■ Supplied entries ■
——————
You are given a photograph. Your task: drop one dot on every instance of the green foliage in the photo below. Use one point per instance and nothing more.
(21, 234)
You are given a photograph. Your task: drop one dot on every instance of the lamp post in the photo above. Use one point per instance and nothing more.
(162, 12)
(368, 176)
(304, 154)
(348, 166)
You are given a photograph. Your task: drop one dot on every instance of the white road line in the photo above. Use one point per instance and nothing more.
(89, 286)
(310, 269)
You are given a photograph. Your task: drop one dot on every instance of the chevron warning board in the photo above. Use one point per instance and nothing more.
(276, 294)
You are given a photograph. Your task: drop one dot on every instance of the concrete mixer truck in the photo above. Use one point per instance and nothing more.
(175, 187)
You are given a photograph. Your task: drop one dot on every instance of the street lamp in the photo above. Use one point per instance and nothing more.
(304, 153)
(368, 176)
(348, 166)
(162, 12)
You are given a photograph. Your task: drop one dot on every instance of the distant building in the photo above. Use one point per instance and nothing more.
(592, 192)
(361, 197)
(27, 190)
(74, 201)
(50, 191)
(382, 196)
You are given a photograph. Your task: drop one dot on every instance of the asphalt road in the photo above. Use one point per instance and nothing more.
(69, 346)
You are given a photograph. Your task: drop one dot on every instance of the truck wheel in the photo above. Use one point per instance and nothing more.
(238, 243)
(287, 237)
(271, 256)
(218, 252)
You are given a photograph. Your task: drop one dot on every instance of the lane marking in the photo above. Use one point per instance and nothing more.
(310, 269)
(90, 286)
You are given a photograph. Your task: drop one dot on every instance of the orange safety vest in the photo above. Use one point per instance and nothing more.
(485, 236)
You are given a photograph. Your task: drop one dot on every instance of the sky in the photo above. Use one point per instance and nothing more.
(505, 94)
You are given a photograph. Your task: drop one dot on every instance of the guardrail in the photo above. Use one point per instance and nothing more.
——————
■ Work request ■
Give the listing again exactly as it appears.

■ Task result ■
You are given a photograph. Your task: drop one dot on every instance of the green foliage in the photo below. Use one point per instance and nothing more.
(21, 234)
You are given a photograph. Your task: drop one dot on every instance of the lamp post in the photo above. Use one point per instance and nothing more.
(162, 12)
(368, 176)
(304, 154)
(348, 166)
You are given a photograph. Your task: drop one dot on every instance of the white road line in the photo above. Use one point per instance and nothing more.
(89, 286)
(310, 269)
You are given a photograph. Your task: drop one dot on every instance of the chevron warning board in the photo above. Use one point per instance and nothing more.
(276, 294)
You are given a photograph. Your task: drop one dot on every instance of the concrete mixer truck in the photo above. Use one point per instance and nothing more.
(175, 187)
You are given a photograph. Your task: drop one dot on every instance of the street lamp in the photo above. Use one point per instance and nothing more.
(304, 153)
(368, 176)
(348, 166)
(162, 12)
You are given a photograph. Your task: drop one dot on every instance of the distant building in the photo above. Use one point per instance and nothing more.
(592, 192)
(361, 197)
(27, 190)
(74, 201)
(50, 191)
(382, 196)
You are given a photograph. Your task: drop one dot on every instance of the asphalt road in the photo above. Use one point per instance and nothing more.
(69, 346)
You are given a photograph. Your task: drop one dot on every instance of the truck wheel in the photo above. Use one point per instance and nothing more.
(238, 243)
(287, 237)
(271, 256)
(218, 252)
You are given a photograph. Your task: drop one dot on every instance of the lane marking in the photo above. Use one point per instance and nothing more.
(310, 269)
(90, 286)
You are given a photograph. Your task: drop one dot on every instance of the orange safety vest in the photo above. Use one point per instance and nothing more.
(485, 236)
You are given a photograph. Your task: drop one dot on every instance of the sky in the photo above. Use one point per instance and nothing more.
(505, 94)
You are given a photograph. Your task: drop one dot on every instance of the guardrail in the photo above. Use one point per instance and nothing more.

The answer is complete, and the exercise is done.